**Objective A:** In the blog text below, which package did the writer develop for post mortem debugging?
**Objective B:** Reproduce the passage of the blog text below between "Size matters" and "np.mean((X-np.mean(X,axis=1))**2,axis=1)", inclusive.

Monday, July 3, 2017

Easy debug with Jupyter

Ok, there are plenty of debuggers out there, starting with ipdb. But in many cases, I'm just interested in inspecting the value of the variables of the function where the error happened. In fact, this type of post mortem debugging is very effective and I developed a package for that: jupydbg (on github)

It's really simple: first install the package (from pypi: pip install jupydbg or download from github and unzip in your pythonpath)

The first package, catch, can be used as follows:
  • import catch from the module
  • invoke the magic %%catch in your cell where an error occurs
  • selects the frame that you want to inspect
  • click on the button next to it
  • then call %eval in a next cell to inspect the data


The second package is to run unittest interactively.
import jupydbg.jupytest
then %test <the suite, case or method>





Monday, May 29, 2017

Size matters

In a recent project whose objective is shot transition detection, the simplest algorithm I was testing required the calculation of the standard deviation of each image. With numpy, assuming that X is an array containing the images, it's as simple as:

N = X.shape[0] # number of images
X0 = X.reshape((N,-1)) #flattens the images
np.std(X0,axis=1) # calculates one value by image

It's however relatively slow. The formula is simple. std could be calculated as
np.mean(X**2,axis=1)-np.mean(X,axis=1)**2
or
np.mean((X-np.mean(X,axis=1))**2,axis=1)

I tested the first formula as written above, with X a vector of uint8 (unsigned integer on 8 bits). There was a good surprise: it was much faster. And a bad one: the result was completely wrong. The reason is that the image is made of pixels, which are coded as 3 bytes, each of them containing the luminosity of each channel (red, green, blue) from 0 to 255. It's stored in an unsigned byte, which goes from 0 to 255 also, for memory efficiency. The problem is that by default, it will store the results of its operations in a vector of the same type, which means that instead of calculating $X^2$, it will calculate $X^2 \mod 256$.

**Material provided:**
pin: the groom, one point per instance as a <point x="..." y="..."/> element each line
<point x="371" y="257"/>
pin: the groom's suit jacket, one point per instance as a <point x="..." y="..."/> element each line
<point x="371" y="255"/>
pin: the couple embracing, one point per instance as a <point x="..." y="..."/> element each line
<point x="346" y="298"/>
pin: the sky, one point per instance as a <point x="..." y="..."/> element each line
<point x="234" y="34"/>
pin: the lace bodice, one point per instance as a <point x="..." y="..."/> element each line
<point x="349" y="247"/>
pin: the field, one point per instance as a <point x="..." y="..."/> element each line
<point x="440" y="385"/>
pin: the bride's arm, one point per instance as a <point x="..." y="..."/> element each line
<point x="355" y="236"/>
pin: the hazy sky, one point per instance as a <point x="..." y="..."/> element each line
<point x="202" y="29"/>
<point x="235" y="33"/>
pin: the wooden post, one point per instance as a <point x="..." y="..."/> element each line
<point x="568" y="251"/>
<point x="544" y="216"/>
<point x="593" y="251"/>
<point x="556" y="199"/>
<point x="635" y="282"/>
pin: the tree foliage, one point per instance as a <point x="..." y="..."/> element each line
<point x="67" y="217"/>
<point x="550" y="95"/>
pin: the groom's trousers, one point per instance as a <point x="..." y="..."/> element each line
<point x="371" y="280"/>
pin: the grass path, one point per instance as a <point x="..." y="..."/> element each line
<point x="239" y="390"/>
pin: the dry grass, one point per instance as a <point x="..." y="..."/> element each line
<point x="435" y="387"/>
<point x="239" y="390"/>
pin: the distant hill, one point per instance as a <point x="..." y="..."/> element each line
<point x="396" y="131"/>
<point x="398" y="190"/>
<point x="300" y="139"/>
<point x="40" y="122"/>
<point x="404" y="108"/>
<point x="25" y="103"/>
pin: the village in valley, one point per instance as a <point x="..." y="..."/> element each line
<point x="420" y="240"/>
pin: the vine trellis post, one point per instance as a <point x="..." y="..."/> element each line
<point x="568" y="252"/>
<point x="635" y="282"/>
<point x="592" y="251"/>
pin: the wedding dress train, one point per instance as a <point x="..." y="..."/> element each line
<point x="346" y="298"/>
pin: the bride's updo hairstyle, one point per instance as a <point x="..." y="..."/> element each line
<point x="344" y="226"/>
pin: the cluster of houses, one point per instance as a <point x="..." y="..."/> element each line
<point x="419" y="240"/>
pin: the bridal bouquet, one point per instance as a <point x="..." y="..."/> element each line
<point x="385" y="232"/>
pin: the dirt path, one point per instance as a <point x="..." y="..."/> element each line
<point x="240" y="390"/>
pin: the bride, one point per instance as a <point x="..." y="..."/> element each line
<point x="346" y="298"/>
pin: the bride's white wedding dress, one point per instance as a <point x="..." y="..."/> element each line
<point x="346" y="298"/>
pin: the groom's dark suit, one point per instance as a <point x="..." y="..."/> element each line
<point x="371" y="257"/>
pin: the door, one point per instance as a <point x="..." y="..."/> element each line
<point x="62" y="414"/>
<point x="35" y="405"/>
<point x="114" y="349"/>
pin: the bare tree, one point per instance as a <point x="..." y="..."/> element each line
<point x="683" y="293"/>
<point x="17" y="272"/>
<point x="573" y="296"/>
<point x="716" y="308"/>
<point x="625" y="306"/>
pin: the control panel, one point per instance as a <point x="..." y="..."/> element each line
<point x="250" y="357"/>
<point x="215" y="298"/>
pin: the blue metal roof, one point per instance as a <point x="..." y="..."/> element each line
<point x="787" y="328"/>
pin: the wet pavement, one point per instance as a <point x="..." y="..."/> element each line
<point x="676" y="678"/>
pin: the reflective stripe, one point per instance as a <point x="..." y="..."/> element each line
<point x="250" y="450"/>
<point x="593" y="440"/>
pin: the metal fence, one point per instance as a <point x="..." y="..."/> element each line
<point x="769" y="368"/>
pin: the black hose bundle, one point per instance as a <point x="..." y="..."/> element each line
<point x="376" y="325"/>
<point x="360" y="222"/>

**Correct response A:** jupydbg

**Correct response B:**
Size matters

In a recent project whose objective is shot transition detection, the simplest algorithm I was testing required the calculation of the standard deviation of each image. With numpy, assuming that X is an array containing the images, it's as simple as:

N = X.shape[0] # number of images
X0 = X.reshape((N,-1)) #flattens the images
np.std(X0,axis=1) # calculates one value by image

It's however relatively slow. The formula is simple. std could be calculated as
np.mean(X**2,axis=1)-np.mean(X,axis=1)**2
or
np.mean((X-np.mean(X,axis=1))**2,axis=1)